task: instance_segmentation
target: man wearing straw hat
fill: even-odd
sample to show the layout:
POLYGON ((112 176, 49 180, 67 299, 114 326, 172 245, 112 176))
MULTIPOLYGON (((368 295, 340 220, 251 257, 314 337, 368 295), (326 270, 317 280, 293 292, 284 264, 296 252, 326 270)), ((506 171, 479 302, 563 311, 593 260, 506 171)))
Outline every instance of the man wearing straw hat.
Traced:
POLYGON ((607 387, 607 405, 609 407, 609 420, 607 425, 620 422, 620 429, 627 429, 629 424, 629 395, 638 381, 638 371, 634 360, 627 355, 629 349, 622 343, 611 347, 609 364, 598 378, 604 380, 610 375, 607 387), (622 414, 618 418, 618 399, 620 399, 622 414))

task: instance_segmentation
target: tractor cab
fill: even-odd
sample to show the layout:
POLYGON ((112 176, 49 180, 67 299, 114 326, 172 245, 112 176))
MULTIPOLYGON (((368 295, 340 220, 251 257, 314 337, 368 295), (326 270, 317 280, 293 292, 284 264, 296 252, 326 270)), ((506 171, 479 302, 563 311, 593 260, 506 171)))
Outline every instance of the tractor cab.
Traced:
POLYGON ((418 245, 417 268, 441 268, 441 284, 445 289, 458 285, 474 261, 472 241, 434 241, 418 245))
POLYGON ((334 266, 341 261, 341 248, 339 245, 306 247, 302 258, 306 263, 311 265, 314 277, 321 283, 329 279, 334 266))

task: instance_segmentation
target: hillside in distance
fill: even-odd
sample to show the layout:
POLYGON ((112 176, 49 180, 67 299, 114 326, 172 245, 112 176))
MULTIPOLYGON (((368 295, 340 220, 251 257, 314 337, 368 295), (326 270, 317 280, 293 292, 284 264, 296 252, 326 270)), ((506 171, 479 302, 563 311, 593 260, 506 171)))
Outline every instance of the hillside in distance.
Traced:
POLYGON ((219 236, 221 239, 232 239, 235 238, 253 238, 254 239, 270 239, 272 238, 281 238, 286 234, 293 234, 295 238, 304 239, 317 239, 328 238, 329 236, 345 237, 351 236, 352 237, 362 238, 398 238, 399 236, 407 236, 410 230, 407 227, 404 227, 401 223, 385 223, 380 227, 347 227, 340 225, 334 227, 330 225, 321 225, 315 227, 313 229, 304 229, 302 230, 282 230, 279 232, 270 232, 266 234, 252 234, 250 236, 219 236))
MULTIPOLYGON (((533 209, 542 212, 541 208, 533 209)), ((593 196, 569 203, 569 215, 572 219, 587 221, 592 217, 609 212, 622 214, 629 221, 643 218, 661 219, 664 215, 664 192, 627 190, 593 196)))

|---|

- _Stated goal_
Copy out, character for character, the entries from their first line through the line that contains "POLYGON ((334 266, 341", including that line.

- _Exercise answer_
task: instance_segmentation
target: man wearing straw hat
fill: even-odd
sample to show the layout:
POLYGON ((112 176, 49 180, 67 299, 114 326, 172 245, 112 176))
MULTIPOLYGON (((368 295, 340 220, 251 257, 314 337, 368 295), (326 270, 317 280, 293 292, 284 264, 296 252, 326 270)), ((506 171, 479 302, 563 311, 593 260, 506 171)))
Outline every instance of the man wearing straw hat.
Traced:
POLYGON ((607 387, 607 405, 609 407, 609 420, 607 425, 620 422, 620 429, 627 429, 629 424, 629 395, 638 381, 638 371, 634 360, 627 355, 629 349, 622 343, 611 347, 609 364, 598 378, 604 380, 610 375, 607 387), (622 414, 618 418, 618 399, 620 399, 622 414))

task: instance_segmentation
target: tractor cab
fill: even-odd
sample to show the layout:
POLYGON ((112 176, 49 180, 67 299, 114 326, 172 245, 112 176))
MULTIPOLYGON (((368 295, 340 220, 251 257, 314 337, 368 295), (326 270, 317 280, 293 292, 284 264, 296 252, 326 270)), ((506 171, 479 302, 563 311, 593 260, 506 171)))
Outline every instance of the tractor cab.
Traced:
POLYGON ((418 245, 417 268, 441 268, 441 284, 445 289, 458 285, 474 261, 472 241, 434 241, 418 245))
POLYGON ((334 266, 341 261, 341 248, 339 245, 306 247, 302 258, 306 263, 311 265, 314 277, 321 283, 329 279, 334 266))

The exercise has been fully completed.